REQUEST
The entries that follow should be written out exactly.

SUPPLIED ENTRIES
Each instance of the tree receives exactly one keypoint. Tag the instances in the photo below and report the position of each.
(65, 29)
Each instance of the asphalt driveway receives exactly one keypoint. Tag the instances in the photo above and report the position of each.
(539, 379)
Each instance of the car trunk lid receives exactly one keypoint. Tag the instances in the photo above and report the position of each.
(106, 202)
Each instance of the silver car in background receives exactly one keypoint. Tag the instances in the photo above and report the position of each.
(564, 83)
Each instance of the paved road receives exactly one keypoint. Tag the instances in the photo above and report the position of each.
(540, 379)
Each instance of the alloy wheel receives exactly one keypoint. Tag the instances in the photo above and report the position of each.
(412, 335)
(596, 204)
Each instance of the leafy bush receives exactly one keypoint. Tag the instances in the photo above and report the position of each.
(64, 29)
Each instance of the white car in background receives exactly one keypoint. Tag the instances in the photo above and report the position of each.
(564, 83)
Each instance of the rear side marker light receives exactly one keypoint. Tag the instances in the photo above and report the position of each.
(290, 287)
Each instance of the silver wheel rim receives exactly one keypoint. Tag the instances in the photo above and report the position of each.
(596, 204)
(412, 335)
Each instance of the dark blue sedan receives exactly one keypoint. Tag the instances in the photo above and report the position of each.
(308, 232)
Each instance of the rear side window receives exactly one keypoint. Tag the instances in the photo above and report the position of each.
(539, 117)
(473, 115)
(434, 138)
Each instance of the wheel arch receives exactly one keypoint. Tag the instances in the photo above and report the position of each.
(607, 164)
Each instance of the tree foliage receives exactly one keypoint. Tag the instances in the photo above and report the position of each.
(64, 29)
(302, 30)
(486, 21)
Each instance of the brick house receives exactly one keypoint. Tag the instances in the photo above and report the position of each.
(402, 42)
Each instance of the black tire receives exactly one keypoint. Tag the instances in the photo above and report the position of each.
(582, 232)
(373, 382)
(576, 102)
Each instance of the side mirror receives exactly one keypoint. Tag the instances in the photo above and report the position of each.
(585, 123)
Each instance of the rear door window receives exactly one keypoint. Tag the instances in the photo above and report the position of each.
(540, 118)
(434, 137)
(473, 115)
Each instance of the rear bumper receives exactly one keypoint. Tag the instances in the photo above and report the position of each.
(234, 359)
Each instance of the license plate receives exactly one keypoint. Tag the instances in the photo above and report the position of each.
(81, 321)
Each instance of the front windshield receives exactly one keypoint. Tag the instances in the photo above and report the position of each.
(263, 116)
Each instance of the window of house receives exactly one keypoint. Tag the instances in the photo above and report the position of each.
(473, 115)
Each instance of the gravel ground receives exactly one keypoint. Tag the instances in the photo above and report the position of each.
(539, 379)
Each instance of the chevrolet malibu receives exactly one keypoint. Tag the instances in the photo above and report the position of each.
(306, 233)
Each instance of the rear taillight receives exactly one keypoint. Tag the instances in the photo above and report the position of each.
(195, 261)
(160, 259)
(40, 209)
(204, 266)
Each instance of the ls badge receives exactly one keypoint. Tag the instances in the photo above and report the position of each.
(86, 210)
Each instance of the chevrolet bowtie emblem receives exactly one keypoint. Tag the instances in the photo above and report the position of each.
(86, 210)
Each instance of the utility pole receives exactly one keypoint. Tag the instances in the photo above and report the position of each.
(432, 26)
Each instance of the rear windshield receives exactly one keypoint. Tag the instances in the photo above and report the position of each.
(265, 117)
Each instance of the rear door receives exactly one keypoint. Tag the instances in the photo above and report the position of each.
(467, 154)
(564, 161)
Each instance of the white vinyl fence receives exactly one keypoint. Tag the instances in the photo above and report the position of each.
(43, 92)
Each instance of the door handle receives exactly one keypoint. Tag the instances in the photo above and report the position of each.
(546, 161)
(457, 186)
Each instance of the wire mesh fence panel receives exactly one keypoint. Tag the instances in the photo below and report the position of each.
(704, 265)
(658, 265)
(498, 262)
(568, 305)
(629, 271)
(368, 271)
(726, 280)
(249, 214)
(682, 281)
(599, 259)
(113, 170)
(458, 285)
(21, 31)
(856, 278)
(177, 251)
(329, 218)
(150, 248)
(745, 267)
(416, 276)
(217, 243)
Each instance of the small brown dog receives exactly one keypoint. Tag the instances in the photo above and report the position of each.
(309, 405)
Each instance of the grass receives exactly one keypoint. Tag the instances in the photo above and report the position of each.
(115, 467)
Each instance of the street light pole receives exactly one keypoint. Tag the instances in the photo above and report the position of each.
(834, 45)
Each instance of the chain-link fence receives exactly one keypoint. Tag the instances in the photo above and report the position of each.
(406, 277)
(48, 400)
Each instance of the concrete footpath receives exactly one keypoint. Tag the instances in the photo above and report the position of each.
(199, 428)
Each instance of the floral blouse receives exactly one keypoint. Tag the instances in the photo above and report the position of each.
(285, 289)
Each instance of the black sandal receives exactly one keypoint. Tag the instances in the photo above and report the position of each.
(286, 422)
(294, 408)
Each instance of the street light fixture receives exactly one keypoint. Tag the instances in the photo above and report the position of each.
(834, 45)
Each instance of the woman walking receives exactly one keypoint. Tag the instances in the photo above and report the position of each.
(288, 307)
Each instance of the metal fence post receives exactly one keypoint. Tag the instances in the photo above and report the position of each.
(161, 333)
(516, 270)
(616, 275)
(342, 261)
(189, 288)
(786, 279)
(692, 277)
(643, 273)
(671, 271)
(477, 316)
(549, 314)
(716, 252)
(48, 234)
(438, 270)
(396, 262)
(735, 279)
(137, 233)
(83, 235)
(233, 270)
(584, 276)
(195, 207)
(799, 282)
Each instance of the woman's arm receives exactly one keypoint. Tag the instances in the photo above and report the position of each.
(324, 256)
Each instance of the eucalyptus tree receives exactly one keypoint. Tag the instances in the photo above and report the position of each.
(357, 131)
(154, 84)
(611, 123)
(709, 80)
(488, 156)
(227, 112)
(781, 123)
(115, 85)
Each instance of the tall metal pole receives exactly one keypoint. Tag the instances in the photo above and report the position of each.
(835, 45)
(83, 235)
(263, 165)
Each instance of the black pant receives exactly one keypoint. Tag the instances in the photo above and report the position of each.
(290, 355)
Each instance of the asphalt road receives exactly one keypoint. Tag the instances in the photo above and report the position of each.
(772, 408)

EXERCISE RESPONSE
Each instance of the tree receives exactly one keypoint. Tag the instances in the photo below and report the position of each.
(65, 29)
Each instance of the asphalt driveway receives exactly one keypoint. Tag the instances in the photo above and report the position of each.
(539, 379)
Each instance of the car trunk lid receives exactly one keypoint. Tag the instances in the photo above and report the position of each.
(106, 202)
Each instance of the silver car in background receives exactly one keypoint. Tag the instances in the photo above and report the position of each.
(564, 83)
Each instance of the paved road receives exactly one keypoint. Tag the instances in the photo above and report the position of each.
(540, 379)
Each instance of the alloy wheel receives exactly one keypoint. Tag the instances in the photo above and report the position of each.
(412, 335)
(596, 204)
Each instance of the leafy bush receives exactly one keypoint. Tag the instances in the photo above and report the position of each.
(64, 29)
Each instance of the white car in background receives exactly one keypoint. Tag the instances in the photo above and report the position of each.
(564, 83)
Each instance of the rear side marker light receives exactly one keypoint. Tag the instances in the photo above and report the position of each.
(290, 287)
Each instance of the silver wheel rim receives exactly one keypoint. Tag the instances in the photo above and report the position of each.
(596, 204)
(412, 335)
Each instance of the dark blue sedan receives exactly one keypoint. Tag the instances in the photo above and report the position of each.
(308, 232)
Each instance of the rear side window receives exactly one keypoint. Tag the instances in the photo above and report the position of each.
(539, 117)
(473, 115)
(434, 138)
Each instance of the wheel arch receives exactly one keypoint. Tag the instances in the photo above and report the position of each.
(607, 164)
Each instance of the tree foliage receives exactly one keypoint. Tag the instances in the photo above and report the position of each.
(64, 29)
(302, 30)
(486, 21)
Each instance of the brick house receives exactly one keypoint. Tag the instances in the photo above and report the position of each.
(402, 42)
Each instance of the black tire receives exactly one keypoint. Tag the instances in the photo above and report the position of each.
(582, 232)
(373, 382)
(576, 102)
Each instance of the side mirror receives exactly one keypoint. Tag the instances in the photo above and report the position of each.
(585, 123)
Each instance of the rear door window receives exactly one keypoint. Tag the instances in the photo above and report the position of each.
(540, 118)
(434, 137)
(473, 115)
Each instance of the rear bumper receives exactly one keypoint. Tag the instances in the photo above and report the position of each.
(234, 359)
Each instance of the license plate receives exactly one keypoint. Tag the instances in the photo above and report the position of each.
(81, 321)
Each instance of the front windshield receives exactly one keypoint. Tag the instances in the photo above and report the position of each.
(263, 116)
Each instance of the window of house receives exactly one keypoint. Tag the instances in the photo above and report the position of each.
(473, 115)
Each instance of the gravel ground receives exactly one keypoint. Tag the instances in the photo above and report the position of each.
(539, 379)
Each instance of the chevrolet malibu receives exactly one keypoint. Tag the instances in the photo above and report the position of each.
(306, 233)
Each instance of the rear taillight receives exactly one keypoint. Tag the instances in the photo above and report the position of each.
(195, 261)
(160, 259)
(40, 209)
(204, 266)
Each instance of the ls badge receives exactly one keypoint. Tag the instances in the photo above and report the position of each.
(86, 210)
Each instance of the chevrolet bowtie emblem receives exactly one keypoint. Tag the instances in the photo above and report the position of each.
(86, 210)
Each instance of the utility pole receives exactly one keypoint. Tag the instances in the photo above and report the position of each.
(432, 26)
Each instance of the rear windshield receives exactly one keypoint. Tag the instances in the photo above and report the position of each.
(265, 117)
Each instance of the rear door receives exactly one keypoint. Tag the instances in the photo above and report the position of each.
(467, 154)
(564, 161)
Each instance of the white vinyl fence receives exactly one keypoint. Tag the instances in the photo above and report the position of each.
(43, 92)
Each instance of the door handle receives exactly one keypoint. Tag the instances in the photo above and report the position of each.
(546, 161)
(457, 186)
Each instance of the wire mesh fence panel receives exactly one keypoint. Tag the instances in the photo below and report the position of each.
(704, 265)
(658, 265)
(498, 262)
(568, 305)
(629, 271)
(368, 271)
(726, 280)
(249, 214)
(682, 281)
(599, 259)
(113, 170)
(458, 285)
(21, 31)
(856, 278)
(177, 251)
(329, 218)
(150, 248)
(745, 267)
(416, 276)
(217, 243)
Each instance of the small brown dog receives exactly one keypoint. Tag the instances in the photo above and report the position of each.
(309, 405)
Each instance of the grass receives exactly one keypoint. Tag the instances in the photo above and report the position of each.
(115, 467)
Each instance of the street light pole receives exactly one keypoint. Tag the instances in the photo above and report the position of each.
(834, 45)
Each instance of the chain-link fence receives exactly one keypoint. Tag the instances in the photo above and report the position of each.
(406, 277)
(48, 400)
Each instance of the concrete footpath receives exactly one keypoint. Tag the instances in the photo above and report the position of each.
(199, 428)
Each instance of the floral blouse receives exactly one keypoint. Tag the instances in the photo above and report the position of each.
(285, 289)
Each instance of the black sandal receives exactly one keypoint. Tag the instances in the photo above and report the position of each.
(286, 422)
(294, 408)
Each instance of the street light fixture receives exactly one keypoint. Tag the instances in the photo above and report the position of each.
(834, 45)
Each instance of the woman walking receives exactly one keypoint. Tag the instances in the photo above and report the position of each.
(288, 307)
Each instance of the metal fence post receives exactly one keypoint. Tag the instances in the photo above and report the position of each.
(161, 333)
(516, 270)
(616, 275)
(342, 261)
(189, 288)
(786, 279)
(692, 277)
(643, 273)
(671, 271)
(477, 316)
(549, 314)
(716, 252)
(48, 234)
(438, 270)
(396, 262)
(735, 279)
(137, 233)
(83, 235)
(233, 270)
(584, 276)
(195, 207)
(799, 282)
Each instance of the woman's arm receives exactly one keypoint. Tag the instances in the photo above and report the position of each.
(324, 256)
Each instance of the eucalyptus tree receives exactly one keypoint. Tag the instances in the photo above and report the position of each.
(357, 131)
(154, 84)
(611, 123)
(709, 80)
(488, 156)
(227, 112)
(781, 123)
(115, 85)
Each instance of the tall metal pole receives exactly one keypoint. Tag the instances in the photo above and report the position of each.
(835, 45)
(83, 235)
(263, 165)
Each instance of the black pant receives exactly one keypoint. Tag the instances in the photo above and report the position of each.
(290, 355)
Each instance of the asphalt road receives exactly one keypoint. Tag the instances in the photo above and report the position of each.
(772, 408)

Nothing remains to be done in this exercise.